TASK DESCRIPTION: Only the lines below from the one containing "Target: green leaf" to the one containing "(format x=391, y=247)" should be repeated, both included and unchanged.
┌─ GIVEN ENTRIES
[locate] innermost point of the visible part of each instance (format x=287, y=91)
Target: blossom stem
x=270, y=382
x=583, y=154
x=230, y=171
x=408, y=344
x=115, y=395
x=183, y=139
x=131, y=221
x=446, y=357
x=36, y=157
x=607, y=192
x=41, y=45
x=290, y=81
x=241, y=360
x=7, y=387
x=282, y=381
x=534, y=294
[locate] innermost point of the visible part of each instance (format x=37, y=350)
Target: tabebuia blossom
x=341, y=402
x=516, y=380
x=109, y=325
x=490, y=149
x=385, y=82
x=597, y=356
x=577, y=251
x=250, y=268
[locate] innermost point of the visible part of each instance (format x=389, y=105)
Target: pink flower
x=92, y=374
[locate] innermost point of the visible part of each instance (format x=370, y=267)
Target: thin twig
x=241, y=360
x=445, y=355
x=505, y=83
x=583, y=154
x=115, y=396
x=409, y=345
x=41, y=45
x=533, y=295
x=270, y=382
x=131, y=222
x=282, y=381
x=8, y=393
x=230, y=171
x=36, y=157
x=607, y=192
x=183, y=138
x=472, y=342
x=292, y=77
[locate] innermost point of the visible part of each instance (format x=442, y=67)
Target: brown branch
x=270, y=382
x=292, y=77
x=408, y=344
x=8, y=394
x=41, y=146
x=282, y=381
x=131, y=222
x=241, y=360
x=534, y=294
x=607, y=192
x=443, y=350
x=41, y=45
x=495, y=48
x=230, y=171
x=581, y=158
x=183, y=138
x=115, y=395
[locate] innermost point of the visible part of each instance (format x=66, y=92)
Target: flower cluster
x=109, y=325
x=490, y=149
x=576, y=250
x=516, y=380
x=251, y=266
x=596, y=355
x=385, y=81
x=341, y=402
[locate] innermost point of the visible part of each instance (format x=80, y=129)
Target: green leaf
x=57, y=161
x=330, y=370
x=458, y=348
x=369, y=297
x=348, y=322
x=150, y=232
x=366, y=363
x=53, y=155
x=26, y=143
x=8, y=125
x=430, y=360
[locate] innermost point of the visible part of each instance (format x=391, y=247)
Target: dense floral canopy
└─
TASK RESPONSE:
Target: green leaf
x=57, y=161
x=330, y=370
x=458, y=348
x=369, y=297
x=348, y=322
x=150, y=232
x=366, y=363
x=53, y=155
x=26, y=143
x=8, y=125
x=430, y=360
[locate] innermost point of the visible part of each instance (format x=391, y=247)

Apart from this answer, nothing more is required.